Este fato me favoreceu – quem me confidenciou foi o Ferreira Gullar – porque o Dias gostou do meu diálogo e dos meus capítulos. A propósito, conto um caso engraçado que ilustra bem o humor do Dias. Eu tinha bastante liberdade ao escrever os capítulos, estruturados pelo Aguinaldo. E eu costumava introduzir algumas cenas da minha cabeça, às vezes sequências inteiras. Naquela época, governo Sarney, o Ministro da Cultura era um mineiro chamado Pimenta. Um dos itens do programa dele era chamado de política da “broa de milho”, porque visava recuperar os valores tradicionais da cultura brasileira, dos quais a broa de milho mineira seria símbolo. Eu resolvi brincar com isto na novela. Criei uma cena em que o Professor Astromar (o que virava lobisomem) conversava com Roque Santeiro num bar sobre cultura, exaltando o valor do soneto e da broa de milho. Pois bem, alguns dias antes da cena ir ao ar, o Ziraldo, que era amigo e apoiador do Ministro, convidou o Dias para almoçar. Depois de muito rodeio, pediram que ele tirasse a gozação com a broa de milho da novela (não sei como souberam) porque ia pegar mal para eles. O Dias falou com o Aguinaldo e ficou sabendo que tinha sido eu que criei a cena. Me chamou na Casa de Criação e,  rindo muito, contou o que tinha acontecido. Não tirou a cena, claro, um gozador como ele jamais o faria.

▶ _Dados fornecidos_:
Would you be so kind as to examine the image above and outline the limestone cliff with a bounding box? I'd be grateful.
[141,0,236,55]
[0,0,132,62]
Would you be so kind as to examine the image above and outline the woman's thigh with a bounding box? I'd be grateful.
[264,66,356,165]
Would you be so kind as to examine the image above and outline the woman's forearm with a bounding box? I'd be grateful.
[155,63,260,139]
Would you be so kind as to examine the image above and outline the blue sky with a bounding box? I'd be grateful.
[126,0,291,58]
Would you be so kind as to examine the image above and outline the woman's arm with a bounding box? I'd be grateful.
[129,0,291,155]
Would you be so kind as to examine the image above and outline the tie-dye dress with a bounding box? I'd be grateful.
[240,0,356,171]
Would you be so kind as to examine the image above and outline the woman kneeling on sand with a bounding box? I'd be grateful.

▶ _Enunciado_: Transcreva na íntegra, sem alterar nada, o relato acima sobre a cena da broa de milho na novela.

▶ _Resposta_:
Este fato me favoreceu – quem me confidenciou foi o Ferreira Gullar – porque o Dias gostou do meu diálogo e dos meus capítulos. A propósito, conto um caso engraçado que ilustra bem o humor do Dias. Eu tinha bastante liberdade ao escrever os capítulos, estruturados pelo Aguinaldo. E eu costumava introduzir algumas cenas da minha cabeça, às vezes sequências inteiras. Naquela época, governo Sarney, o Ministro da Cultura era um mineiro chamado Pimenta. Um dos itens do programa dele era chamado de política da “broa de milho”, porque visava recuperar os valores tradicionais da cultura brasileira, dos quais a broa de milho mineira seria símbolo. Eu resolvi brincar com isto na novela. Criei uma cena em que o Professor Astromar (o que virava lobisomem) conversava com Roque Santeiro num bar sobre cultura, exaltando o valor do soneto e da broa de milho. Pois bem, alguns dias antes da cena ir ao ar, o Ziraldo, que era amigo e apoiador do Ministro, convidou o Dias para almoçar. Depois de muito rodeio, pediram que ele tirasse a gozação com a broa de milho da novela (não sei como souberam) porque ia pegar mal para eles. O Dias falou com o Aguinaldo e ficou sabendo que tinha sido eu que criei a cena. Me chamou na Casa de Criação e,  rindo muito, contou o que tinha acontecido. Não tirou a cena, claro, um gozador como ele jamais o faria.